## SOURCE EXTRACT
★ ★ ★
Tesla head Elon Musk has been invited to the UK Parliament to discuss his proposed acquisition of Twitter at $44 billion.
In a letter to the billionaire, Julian Knight, the Chair of the Digital, Culture, Media and Sport (DCMS) Select Committee of the House, requested him to appear before the lawmakers to discuss his plans to buy the microblogging platform. The Committee has urged the Tesla CEO to provide evidence about his proposals in greater detail.
Earlier, Twitter had announced that it has entered into a definitive agreement to be taken over by a Musk-owned entity for $44 billion. Upon completion of the transaction, Twitter will become a privately-held company.
“At a time when social media companies face the prospect of tighter regulations around the world, we’re keen to learn more about how Mr Musk will balance his clear commitment to free speech with new obligations to protect Twitter’s users from online harms,” said Knight.
He said that appearing before the committee will give Musk an ideal opportunity to set out his proposals for Twitter in more depth and we would look forward to welcoming him.
★ ★ ★
## SUPPLIED MATERIAL

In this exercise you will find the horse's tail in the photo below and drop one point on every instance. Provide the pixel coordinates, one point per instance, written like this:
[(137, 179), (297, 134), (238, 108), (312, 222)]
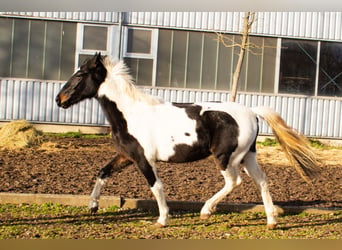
★ ★ ★
## EXERCISE BRIEF
Extend the news article about Elon Musk being invited to the UK Parliament over his Twitter purchase, starting right after its last sentence.

## RESULT OF THE EXERCISE
The Chair cited the Committee’s report on Covid-19 which called for transparency of bots and automated and spam accounts behind the need of discussion. Along with this, he also mentioned the UK’s Online Safety Bill, which discussed ways to balance ‘civil liberties like freedom of expression’ with the need to tackle ‘pernicious’, pervasive online child sexual exploitation and abuse.
“My Committee has noted your proposed acquisition of Twitter and we are interested in the developments you propose. In particular, your intention to roll out verification for all users echoes our calls on the UK Government as part of proposed legislation, which we hope will restore the UK public’s trust in digital platforms,” said Knight.
However, Musk maintained that it will be a bit too early for him to answer. While thanking the Parliament for their invitation, Musk told AP that it would be premature at this time to accept, given that there has not yet been a shareholder vote to approve the deal.